_AVAILABLE RECORDS_.
+ + + + + + +
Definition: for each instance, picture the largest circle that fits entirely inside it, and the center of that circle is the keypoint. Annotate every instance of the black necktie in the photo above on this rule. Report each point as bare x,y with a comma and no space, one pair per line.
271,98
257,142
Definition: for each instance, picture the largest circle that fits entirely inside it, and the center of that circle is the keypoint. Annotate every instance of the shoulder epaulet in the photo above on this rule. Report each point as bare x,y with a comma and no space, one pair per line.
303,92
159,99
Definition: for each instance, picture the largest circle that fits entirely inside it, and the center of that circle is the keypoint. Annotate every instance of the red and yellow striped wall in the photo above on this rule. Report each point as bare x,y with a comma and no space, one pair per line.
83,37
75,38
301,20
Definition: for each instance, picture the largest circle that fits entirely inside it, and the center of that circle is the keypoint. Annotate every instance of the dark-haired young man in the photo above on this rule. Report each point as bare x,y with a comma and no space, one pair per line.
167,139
+ + + + + + +
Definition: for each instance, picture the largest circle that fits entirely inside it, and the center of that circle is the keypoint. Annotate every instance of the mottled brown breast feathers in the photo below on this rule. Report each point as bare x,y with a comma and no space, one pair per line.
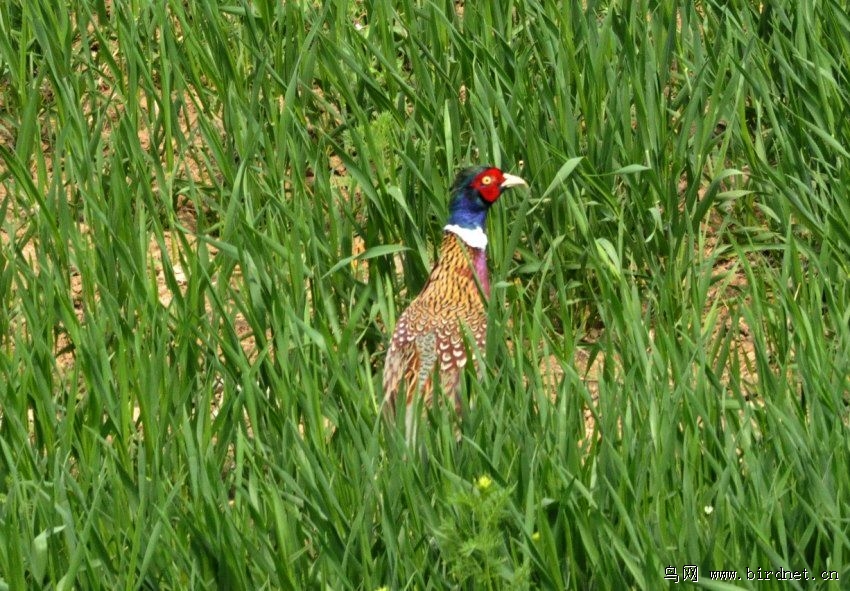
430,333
+ + + + + + +
_WORK TO COMPLETE_. Gather each line of the data above that contains the word "epaulet" and copy those lines in full.

_REPLY TO THE TASK_.
Definition: for each instance, picture the largest circle that fits entirely inside it, and the center of that circle is the keypoint. Annotate every instance of the shoulder epaulet in the photo above on this rule. Report each point as bare x,y with a comma and no space, one pair per line.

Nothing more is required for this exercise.